■ Supplied material:
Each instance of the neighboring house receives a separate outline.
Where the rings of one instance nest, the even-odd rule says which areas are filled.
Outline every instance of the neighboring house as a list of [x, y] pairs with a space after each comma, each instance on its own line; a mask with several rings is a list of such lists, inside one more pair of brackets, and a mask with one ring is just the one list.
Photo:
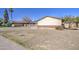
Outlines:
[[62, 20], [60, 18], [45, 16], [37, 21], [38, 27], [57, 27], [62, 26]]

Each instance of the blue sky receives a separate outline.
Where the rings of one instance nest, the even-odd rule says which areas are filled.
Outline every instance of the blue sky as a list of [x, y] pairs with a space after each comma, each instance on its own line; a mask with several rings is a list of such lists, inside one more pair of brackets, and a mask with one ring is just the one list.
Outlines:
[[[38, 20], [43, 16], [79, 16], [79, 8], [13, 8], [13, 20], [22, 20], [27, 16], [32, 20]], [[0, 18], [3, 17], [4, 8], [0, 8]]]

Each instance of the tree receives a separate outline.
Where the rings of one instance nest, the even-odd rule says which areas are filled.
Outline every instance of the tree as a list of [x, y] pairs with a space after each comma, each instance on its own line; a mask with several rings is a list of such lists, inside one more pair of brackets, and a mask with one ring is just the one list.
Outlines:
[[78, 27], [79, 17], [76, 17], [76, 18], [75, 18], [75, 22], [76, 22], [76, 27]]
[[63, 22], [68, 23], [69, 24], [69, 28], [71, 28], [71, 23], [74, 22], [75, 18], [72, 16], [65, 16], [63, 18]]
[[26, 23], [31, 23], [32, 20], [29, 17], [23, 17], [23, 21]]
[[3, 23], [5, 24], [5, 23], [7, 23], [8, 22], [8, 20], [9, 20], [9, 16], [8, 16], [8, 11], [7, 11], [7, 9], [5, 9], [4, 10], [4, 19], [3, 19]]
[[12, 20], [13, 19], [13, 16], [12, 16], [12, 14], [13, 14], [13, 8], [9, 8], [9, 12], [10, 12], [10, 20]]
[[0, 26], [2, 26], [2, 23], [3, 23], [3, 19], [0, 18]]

■ What to do: Copy all of the material above line for line without changing anything, but leave the pictures out.

■ Output for this task:
Each instance of the neighboring house receives a separate outline.
Where the rings of one instance nest, the even-odd rule says which areas are filled.
Outline every instance of the neighboring house as a list of [x, y] pairs with a space after each comma, each instance on its own line; a mask with several rings is a list of such lists, inside one more pair of brackets, and a mask with one ring is just the one list.
Photo:
Outlines:
[[62, 20], [60, 18], [45, 16], [37, 21], [38, 27], [57, 27], [62, 26]]

Each instance of the blue sky receives a separate outline.
Where the rings of one instance nest, the even-odd rule says which areas are filled.
Outline every instance of the blue sky as a list of [x, y] pairs with a space after each comma, each instance on its own line; a mask with several rings is a list of such lists, inside one more pair of brackets, and a mask with one ring is just the one list.
Outlines:
[[[38, 20], [43, 16], [79, 16], [79, 8], [13, 8], [13, 20], [22, 20], [27, 16], [32, 20]], [[0, 18], [3, 17], [4, 8], [0, 8]]]

Each instance of the tree receives a separate outline.
Where the rings of one instance nest, the even-odd rule says which areas are filled.
Outline every instance of the tree as a list of [x, y] pairs with a space after each comma, each instance on its own line; a mask with several rings is a list of such lists, inside one more pair of brackets, and a mask with one ring is just the one list.
Outlines:
[[78, 27], [79, 17], [76, 17], [76, 18], [75, 18], [75, 22], [76, 22], [76, 27]]
[[63, 22], [68, 23], [69, 24], [69, 28], [71, 28], [71, 23], [74, 22], [75, 18], [72, 16], [65, 16], [63, 18]]
[[26, 23], [31, 23], [32, 20], [29, 17], [23, 17], [23, 21]]
[[3, 23], [5, 24], [5, 23], [7, 23], [8, 22], [8, 20], [9, 20], [9, 16], [8, 16], [8, 11], [7, 11], [7, 9], [5, 9], [4, 10], [4, 19], [3, 19]]
[[12, 20], [13, 19], [13, 16], [12, 16], [12, 14], [13, 14], [13, 8], [9, 8], [9, 12], [10, 12], [10, 20]]
[[0, 26], [2, 26], [2, 23], [3, 23], [3, 19], [0, 18]]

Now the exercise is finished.